▶ Source passage
_ _ _
A Spanish court found 21 people guilty of involvement in the 2004 Madrid train bombings but cleared three men of masterminding Europe's deadliest Islamist attack, which killed 191 people.
Victims were shocked by the sentences, which in many cases were much lower than the state attorney had requested and left them without any clearer idea of who dreamed up the attack that ripped apart four commuter trains like tin cans.
Judge Javier Gomez Bermudez sentenced three men -- two Moroccans and a Spaniard who provided the bombers with explosives -- to as many as 42,924 years in prison but nobody else got more than 23 years and seven people were acquitted.
Under Spanish law nobody can serve more than 40 years in jail.
"The sentences seem very soft and wishy-washy considering the atrocity they committed," said Carlos Jeria, a Chilean whose son-in-law was killed in the attack.
The biggest surprise was that two men originally accused of planning the attack were convicted only of belonging to a terrorist group, not of the Madrid killings.
_ _ _
▶ Task 1
Answer these from the Madrid bombings passage:
(a) How many people did the attack kill?
(b) What is the longest time anyone can serve in jail under Spanish law?
(c) How many people were acquitted?
▶ Task 2
Please reproduce the part of the Madrid bombings passage that begins at the words "Victims were shocked" and stops after the words "in the attack.".
▶ Task 3
Does each statement agree with the Madrid bombings passage? Give yes or no and the words of the passage that decide it.
(a) The three men given the longest sentences were two Moroccans and a Spaniard.
(b) Carlos Jeria's son was killed in the attack.
(c) The two men first accused of planning the attack were convicted of the Madrid killings.
_ _ _
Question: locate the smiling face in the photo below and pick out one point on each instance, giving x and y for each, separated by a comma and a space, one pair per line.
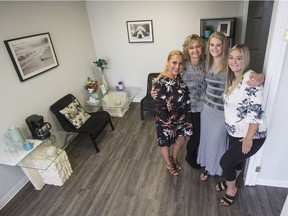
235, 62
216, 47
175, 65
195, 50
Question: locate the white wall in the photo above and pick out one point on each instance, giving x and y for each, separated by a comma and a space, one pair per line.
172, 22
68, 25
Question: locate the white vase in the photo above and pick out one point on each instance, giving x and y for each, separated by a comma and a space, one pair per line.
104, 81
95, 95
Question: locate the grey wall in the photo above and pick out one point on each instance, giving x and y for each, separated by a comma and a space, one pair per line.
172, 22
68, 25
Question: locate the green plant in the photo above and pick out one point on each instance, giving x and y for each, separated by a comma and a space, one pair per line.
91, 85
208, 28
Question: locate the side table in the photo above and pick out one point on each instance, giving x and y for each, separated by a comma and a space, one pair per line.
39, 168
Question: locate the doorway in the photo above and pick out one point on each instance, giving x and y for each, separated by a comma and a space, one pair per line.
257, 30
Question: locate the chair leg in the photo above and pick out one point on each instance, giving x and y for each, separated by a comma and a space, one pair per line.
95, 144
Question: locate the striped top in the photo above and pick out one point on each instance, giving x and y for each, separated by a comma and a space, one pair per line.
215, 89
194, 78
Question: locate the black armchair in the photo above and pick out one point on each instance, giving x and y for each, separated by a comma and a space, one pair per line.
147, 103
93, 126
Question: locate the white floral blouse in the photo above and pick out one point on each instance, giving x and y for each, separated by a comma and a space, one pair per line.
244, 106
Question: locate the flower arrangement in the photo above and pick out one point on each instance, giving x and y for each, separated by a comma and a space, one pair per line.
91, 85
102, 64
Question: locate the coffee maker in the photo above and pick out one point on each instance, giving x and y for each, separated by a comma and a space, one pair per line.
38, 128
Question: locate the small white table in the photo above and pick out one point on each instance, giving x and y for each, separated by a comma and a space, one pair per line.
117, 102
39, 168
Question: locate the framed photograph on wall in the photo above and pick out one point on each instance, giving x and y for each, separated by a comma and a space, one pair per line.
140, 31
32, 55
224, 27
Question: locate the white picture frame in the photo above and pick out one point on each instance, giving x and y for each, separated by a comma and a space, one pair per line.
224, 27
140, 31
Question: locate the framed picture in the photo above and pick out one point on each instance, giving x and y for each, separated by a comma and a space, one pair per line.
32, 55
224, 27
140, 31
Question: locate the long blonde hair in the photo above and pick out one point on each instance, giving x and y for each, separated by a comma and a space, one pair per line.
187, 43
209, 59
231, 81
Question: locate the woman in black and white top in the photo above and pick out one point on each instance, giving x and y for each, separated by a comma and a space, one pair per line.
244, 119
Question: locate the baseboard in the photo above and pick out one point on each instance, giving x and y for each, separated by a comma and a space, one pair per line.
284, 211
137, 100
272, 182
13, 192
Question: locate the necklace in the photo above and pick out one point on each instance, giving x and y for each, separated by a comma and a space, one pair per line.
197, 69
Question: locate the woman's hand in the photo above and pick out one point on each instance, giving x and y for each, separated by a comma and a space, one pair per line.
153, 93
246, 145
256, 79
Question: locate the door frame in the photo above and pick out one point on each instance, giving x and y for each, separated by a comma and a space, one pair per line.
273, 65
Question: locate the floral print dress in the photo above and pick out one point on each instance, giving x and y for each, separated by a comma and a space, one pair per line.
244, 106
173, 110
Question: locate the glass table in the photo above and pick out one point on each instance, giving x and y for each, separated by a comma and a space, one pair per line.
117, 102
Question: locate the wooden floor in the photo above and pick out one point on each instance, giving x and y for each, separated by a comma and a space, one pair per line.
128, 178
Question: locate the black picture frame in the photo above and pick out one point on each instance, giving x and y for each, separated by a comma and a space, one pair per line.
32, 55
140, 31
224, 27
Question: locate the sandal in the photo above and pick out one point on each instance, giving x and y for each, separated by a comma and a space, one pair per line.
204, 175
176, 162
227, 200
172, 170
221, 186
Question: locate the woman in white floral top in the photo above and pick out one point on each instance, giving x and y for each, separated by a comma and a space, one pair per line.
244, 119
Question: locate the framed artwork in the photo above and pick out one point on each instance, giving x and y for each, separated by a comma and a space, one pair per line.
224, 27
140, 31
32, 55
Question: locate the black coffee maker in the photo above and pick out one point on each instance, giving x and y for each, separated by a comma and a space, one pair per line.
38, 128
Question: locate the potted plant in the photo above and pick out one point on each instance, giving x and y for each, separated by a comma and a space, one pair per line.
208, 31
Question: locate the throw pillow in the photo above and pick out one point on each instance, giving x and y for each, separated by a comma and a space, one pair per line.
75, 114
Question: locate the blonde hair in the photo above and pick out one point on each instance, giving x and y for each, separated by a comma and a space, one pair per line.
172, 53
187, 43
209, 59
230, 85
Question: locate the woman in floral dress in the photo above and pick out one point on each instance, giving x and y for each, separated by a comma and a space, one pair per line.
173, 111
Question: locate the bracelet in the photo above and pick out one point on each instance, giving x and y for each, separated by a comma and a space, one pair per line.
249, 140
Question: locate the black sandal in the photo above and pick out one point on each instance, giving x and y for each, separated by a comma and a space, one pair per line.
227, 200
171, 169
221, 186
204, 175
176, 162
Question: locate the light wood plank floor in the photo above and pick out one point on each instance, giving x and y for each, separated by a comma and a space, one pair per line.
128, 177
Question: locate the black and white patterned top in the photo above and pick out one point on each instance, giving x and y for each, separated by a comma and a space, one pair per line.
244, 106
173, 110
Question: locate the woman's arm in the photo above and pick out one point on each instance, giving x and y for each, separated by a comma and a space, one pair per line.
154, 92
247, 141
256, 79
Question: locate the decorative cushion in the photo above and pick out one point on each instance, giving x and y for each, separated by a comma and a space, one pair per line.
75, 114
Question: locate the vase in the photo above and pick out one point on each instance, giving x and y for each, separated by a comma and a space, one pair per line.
_ _ _
▶ Worked solution 1
(a) 191 people
(b) 40 years
(c) Seven

▶ Worked solution 2
Victims were shocked by the sentences, which in many cases were much lower than the state attorney had requested and left them without any clearer idea of who dreamed up the attack that ripped apart four commuter trains like tin cans.
Judge Javier Gomez Bermudez sentenced three men -- two Moroccans and a Spaniard who provided the bombers with explosives -- to as many as 42,924 years in prison but nobody else got more than 23 years and seven people were acquitted.
Under Spanish law nobody can serve more than 40 years in jail.
"The sentences seem very soft and wishy-washy considering the atrocity they committed," said Carlos Jeria, a Chilean whose son-in-law was killed in the attack.

▶ Worked solution 3
(a) Yes: "sentenced three men -- two Moroccans and a Spaniard who provided the bombers with explosives -- to as many as 42,924 years in prison"
(b) No: "a Chilean whose son-in-law was killed in the attack"
(c) No: "convicted only of belonging to a terrorist group, not of the Madrid killings"